_Excerto fornecido:_
######

De que modo a Igreja está a lidar com o impacto da digitalização e das novas tecnologias no domínio da cultura, da arte e da educação?

Nós acabamos de publicar, com o Dicastério da Doutrina da Fé, um documento Antiqua et Nova, onde precisamente se pensa o impacto da inteligência artificial em vários campos humanos, nomeadamente no campo educativo.

Temos de olhar para a inteligência artificial em si mesma como bem, como uma grande possibilidade de progresso e desenvolvimento que se abre à comunidade humana, mas também lembrar que a dimensão ética e os limites éticos têm de ser salvaguardados para evitar que a pessoa humana se torne algoritmo manipulado e escravo das próprias máquinas que criou.

Cardeal Toletino
Cardeal Toletino

África

Relativamente à África, e voltando ao que afirmou na conferência de imprensa, que o desejo deste jubileu dos artistas e do mundo da cultura é reforçar a consciência de que a esperança é algo que está ínsito globalmente em todas as culturas, o que tem a dizer sobre esta temática de dar a possibilidade aos artistas, também do continente africano, de se exprimirem, de entrarem nesse diálogo cultural de que falou?

Dos aspetos muito belos deste Jubileu, um é de facto essa dimensão internacional. Mais de cem nações estão representadas, e seja a comunidade lusófona, sejam outros países, por exemplo, do continente africano, estão muito presentes, devo dizer, cada vez mais. Há uma atenção muito grande nos encontros internacionais, à comunidade artística e às culturas africanas. Tem artistas com grande presença internacional, ainda agora na Bienal de Veneza estavam muito representados. O próprio Dicastério tem essa grande atenção. Por exemplo, nós publicamos a revista do Dicastério que se chama Polyedrun e tem sempre um projeto artístico. Nós confiamos a uma artista africana criar o projeto original para esta revista do Dicastério e esperamos sempre mais no futuro que esta relação afetiva e próxima com a África, com os agentes da cultura, com o mundo educativo, uma relação permanente, possa sempre mais fortalecer-se.

Disse na conferência de imprensa que há artistas de Angola e de Cabo Verde. Daqui a poucos dias vai haver, por exemplo, o Fespaco, que é o maior festival panafricano de cinema e televisão que se realiza em Ouagadougou, e perguntamos como enfrentar o desafio de ter uma real representação de outros países. Poderia explicar quais são os critérios de escolha das pessoas que vêm para este jubileu?

######

Entradas de dados recolhidas
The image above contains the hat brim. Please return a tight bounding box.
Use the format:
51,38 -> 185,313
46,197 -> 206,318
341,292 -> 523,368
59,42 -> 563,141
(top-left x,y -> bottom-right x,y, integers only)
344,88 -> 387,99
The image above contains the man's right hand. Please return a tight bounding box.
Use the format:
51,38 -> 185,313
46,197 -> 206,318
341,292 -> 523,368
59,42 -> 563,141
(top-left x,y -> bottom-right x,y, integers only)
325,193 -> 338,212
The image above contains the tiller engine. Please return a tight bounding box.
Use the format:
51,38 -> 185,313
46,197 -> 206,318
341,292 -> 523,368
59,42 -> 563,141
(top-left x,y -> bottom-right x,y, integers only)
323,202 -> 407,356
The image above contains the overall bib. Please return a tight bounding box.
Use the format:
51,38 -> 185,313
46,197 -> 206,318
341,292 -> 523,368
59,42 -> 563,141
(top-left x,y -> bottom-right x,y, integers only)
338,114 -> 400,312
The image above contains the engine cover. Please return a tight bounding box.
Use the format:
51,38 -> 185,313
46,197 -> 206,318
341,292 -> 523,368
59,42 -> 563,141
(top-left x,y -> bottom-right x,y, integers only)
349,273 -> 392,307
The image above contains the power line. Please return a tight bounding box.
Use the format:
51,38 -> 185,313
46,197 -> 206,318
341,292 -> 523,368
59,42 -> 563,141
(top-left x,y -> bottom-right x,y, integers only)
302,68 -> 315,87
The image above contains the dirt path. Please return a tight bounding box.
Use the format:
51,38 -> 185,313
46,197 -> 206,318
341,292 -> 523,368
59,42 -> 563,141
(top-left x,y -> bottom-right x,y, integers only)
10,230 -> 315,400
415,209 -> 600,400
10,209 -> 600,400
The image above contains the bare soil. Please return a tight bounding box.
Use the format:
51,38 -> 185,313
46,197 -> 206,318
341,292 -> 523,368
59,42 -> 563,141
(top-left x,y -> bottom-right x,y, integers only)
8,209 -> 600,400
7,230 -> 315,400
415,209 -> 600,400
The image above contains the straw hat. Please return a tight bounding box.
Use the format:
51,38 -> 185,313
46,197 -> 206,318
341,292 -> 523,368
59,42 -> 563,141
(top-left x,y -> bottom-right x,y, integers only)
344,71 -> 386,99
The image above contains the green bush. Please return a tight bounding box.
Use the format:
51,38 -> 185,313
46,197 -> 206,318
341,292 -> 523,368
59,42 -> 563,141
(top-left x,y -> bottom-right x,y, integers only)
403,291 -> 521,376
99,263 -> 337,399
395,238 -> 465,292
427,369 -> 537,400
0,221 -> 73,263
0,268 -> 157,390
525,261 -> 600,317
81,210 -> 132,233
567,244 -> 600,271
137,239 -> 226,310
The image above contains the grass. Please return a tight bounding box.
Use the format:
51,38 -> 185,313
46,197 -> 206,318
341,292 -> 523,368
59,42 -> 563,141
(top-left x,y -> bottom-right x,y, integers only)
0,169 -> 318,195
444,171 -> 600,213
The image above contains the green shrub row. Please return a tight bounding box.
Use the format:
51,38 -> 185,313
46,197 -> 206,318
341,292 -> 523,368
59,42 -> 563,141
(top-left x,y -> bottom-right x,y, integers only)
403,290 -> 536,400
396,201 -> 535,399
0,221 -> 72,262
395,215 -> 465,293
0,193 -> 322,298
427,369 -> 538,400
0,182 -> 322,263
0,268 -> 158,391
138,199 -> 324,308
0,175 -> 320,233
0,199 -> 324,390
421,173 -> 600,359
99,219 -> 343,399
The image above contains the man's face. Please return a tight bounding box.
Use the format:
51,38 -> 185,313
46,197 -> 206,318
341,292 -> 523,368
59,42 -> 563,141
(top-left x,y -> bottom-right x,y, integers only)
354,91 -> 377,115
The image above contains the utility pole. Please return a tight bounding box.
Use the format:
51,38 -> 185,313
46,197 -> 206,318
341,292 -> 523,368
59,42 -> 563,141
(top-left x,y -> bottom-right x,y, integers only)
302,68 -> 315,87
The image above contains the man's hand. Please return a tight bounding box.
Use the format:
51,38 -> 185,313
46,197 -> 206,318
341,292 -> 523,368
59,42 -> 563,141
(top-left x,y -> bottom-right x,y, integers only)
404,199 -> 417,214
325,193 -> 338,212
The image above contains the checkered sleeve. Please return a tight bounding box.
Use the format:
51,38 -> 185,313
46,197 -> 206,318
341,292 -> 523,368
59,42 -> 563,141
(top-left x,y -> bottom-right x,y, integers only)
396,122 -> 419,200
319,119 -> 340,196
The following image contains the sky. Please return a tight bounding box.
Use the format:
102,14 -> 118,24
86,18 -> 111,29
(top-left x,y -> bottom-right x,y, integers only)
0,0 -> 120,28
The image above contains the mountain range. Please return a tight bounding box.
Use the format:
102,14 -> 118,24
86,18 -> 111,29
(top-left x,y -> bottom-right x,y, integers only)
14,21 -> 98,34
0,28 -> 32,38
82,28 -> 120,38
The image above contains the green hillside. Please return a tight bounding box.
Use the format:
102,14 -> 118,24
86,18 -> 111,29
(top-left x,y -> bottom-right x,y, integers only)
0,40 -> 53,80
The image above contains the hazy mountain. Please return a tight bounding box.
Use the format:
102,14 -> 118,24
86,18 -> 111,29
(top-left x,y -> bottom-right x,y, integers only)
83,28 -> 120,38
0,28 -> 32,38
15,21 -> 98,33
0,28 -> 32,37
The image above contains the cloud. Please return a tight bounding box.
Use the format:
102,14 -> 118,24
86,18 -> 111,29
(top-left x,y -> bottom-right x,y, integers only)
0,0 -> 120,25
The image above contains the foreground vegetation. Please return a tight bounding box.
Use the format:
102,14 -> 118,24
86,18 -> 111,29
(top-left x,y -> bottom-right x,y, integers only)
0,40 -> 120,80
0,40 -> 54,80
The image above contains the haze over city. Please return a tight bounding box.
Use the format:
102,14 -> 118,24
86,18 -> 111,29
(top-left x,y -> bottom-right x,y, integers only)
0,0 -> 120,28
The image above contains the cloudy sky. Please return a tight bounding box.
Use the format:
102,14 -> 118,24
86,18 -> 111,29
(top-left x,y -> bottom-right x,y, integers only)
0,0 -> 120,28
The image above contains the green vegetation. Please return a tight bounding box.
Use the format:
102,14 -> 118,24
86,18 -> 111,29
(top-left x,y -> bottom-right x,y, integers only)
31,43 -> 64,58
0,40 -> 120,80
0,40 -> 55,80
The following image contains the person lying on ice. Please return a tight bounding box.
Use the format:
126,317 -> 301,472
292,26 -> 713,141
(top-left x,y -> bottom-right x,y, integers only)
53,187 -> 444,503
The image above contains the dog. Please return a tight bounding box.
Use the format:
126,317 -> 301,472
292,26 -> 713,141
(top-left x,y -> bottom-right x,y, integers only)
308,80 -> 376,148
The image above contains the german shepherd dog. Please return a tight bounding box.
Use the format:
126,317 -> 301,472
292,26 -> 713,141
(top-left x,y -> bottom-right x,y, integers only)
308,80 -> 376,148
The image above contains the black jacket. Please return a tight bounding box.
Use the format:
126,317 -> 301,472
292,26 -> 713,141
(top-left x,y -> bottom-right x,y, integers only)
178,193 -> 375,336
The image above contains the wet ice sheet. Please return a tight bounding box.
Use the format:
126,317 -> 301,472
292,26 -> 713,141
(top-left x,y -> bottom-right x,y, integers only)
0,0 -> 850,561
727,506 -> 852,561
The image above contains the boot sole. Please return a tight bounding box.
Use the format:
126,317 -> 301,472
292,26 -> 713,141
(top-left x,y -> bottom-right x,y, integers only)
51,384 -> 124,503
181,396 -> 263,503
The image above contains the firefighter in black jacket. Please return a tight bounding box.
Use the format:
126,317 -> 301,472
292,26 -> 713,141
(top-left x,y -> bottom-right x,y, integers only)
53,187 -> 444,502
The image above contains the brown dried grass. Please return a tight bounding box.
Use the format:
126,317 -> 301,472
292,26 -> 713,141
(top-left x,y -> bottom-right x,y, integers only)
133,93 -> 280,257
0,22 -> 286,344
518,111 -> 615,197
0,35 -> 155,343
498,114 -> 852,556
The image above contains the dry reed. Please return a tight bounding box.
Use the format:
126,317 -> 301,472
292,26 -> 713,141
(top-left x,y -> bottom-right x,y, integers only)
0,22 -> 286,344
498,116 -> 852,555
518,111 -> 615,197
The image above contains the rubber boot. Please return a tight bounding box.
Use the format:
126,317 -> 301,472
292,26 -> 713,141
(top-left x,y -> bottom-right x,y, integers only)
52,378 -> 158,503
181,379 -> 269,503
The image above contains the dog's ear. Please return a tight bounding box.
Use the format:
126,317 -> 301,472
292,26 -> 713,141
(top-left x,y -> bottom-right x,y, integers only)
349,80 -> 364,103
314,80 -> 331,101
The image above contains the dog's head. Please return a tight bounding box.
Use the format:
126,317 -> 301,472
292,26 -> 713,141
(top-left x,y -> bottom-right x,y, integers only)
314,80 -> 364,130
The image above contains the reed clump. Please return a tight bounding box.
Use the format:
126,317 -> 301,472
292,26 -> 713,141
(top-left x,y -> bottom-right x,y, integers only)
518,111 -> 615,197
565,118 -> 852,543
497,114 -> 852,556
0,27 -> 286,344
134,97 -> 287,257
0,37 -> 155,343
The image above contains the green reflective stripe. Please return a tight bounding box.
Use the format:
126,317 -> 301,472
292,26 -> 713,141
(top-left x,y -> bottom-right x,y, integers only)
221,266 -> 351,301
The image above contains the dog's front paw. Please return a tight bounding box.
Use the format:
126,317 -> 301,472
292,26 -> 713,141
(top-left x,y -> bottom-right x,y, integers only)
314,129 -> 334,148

######

_Tarefas a realizar:_
**1)** Segundo a entrevista sobre a Igreja e a cultura, por que razão têm de ser salvaguardados os limites éticos da inteligência artificial? Responda com uma a três frases.
**2)** Escreva a continuação da entrevista sobre a Igreja e a cultura a partir do ponto em que termina.
O material acima não tem qualquer relação com a entrevista sobre a Igreja e a cultura.

_Lista de respostas:_
**1)** Os limites éticos têm de ser salvaguardados para evitar que a pessoa humana se torne algoritmo manipulado e escravo das próprias máquinas que criou.

**2)**
O jubileu é uma iniciativa aberta, no sentido que não houve convites. O convite é aquele feito pelo Santo Padre e os artistas e os agentes do mundo da cultura inscrevem-se de uma forma livre. É claro que haverá artistas em todos os jubileus ao longo deste ano. Nós temos uma representação, penso que sobretudo do campo literário, mas acredite que nós temos uma disponibilidade e uma vontade muito grande de envolver sempre mais as comunidades artísticas e educativas africanas nesta relação de caminho com a Santa Sé.

Um dos momentos belos deste jubileu diz respeito aos prisioneiros com a mostra fotográfica, algo que está muito a peito do Santo Padre, como sabemos. De que modo é que esta iniciativa falará aos tantos prisioneiros do mundo?

Penso que esta atenção que o Santo Padre tem dado à realidade das prisões, visitando no seu magistério mais de 20 vezes as prisões e tendo ali, naquele espaço, feito discursos muito importantes, criado verdadeiro magistério, representa para toda a igreja uma grande responsabilidade, para o mundo uma grande responsabilidade, porque as prisões muitas vezes são vistas como lugares invisíveis e o Santo Padre torna-as visível com a sua presença. E da parte das pessoas que estão nas prisões, sem dúvida é uma palavra de consolação e de esperança que o Santo Padre leva sempre.

Eu, por exemplo, tive a graça de acompanhar o Santo Padre na inauguração da Porta Santa na prisão de Rebíbbia e é uma das imagens que não me esqueço. Quando, no final, o Papa Francisco se vinha embora, já no carro, das prisões, porque algumas pessoas vieram à missa, mas outras permaneceram nas celas, e das celas, pelos buracos das janelas, ouvia-se um grito: “Francisco, Francisco, nós te amamos”. E este amor, este afeto quer dizer muito. Quer dizer que quem está numa situação de vulnerabilidade, de sofrimento, a fazer um caminho também justo de justiça, a descontar uma pena, mas que não deixa de ser um ser humano e que tem de ser olhado com esperança. Quem vive essas situações sabe que tem no Papa Francisco um pai, alguém que compreende a sua situação e que é capaz de ir ao seu encontro.

Eminência, voltando à ideia de reavivar a esperança para criar um mundo mais harmonioso, sereno e prometedor para todos. Mas isso é feito também de gestos concretos. Estou a pensar, por exemplo, no que toca a arte, no debate que tem havido nesses últimos anos sobre a restituição de obras de arte ao continente africano, obras que ao longo do período colonial foram adquiridas de forma nem sempre lícita, digamos assim. O Jubileu pode ser uma ocasião para que a Igreja diga alguma coisa nesse diálogo?

A contribuição da Igreja é, já hoje, ajudar a pensar, ajudar a refletir, trazer os temas do diálogo intercultural e da amizade social para o centro da agenda política.

Essa é uma grande ajuda e que certamente nós todos precisamos de refletir mais sobre esses assuntos, procurando escutar todas as vozes e percebendo o grande significado que a arte tem para a pessoa humana.

Já pensou no que fará do todo o manancial que sai desse jubileu, quando o jubileu tiver terminado, o jubileu dos artistas, de modo particular?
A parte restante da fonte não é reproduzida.